(Source records)
________________________________________

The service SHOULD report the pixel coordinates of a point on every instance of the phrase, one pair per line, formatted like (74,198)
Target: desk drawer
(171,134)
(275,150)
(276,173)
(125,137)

________________________________________

Exercise brief: Could you return every record above exactly as written?

Solution to the problem:
The service SHOULD report the pixel coordinates of a point on every instance of the phrase, one pair per line, formatted like (74,198)
Target: desk drawer
(171,134)
(275,150)
(276,173)
(125,137)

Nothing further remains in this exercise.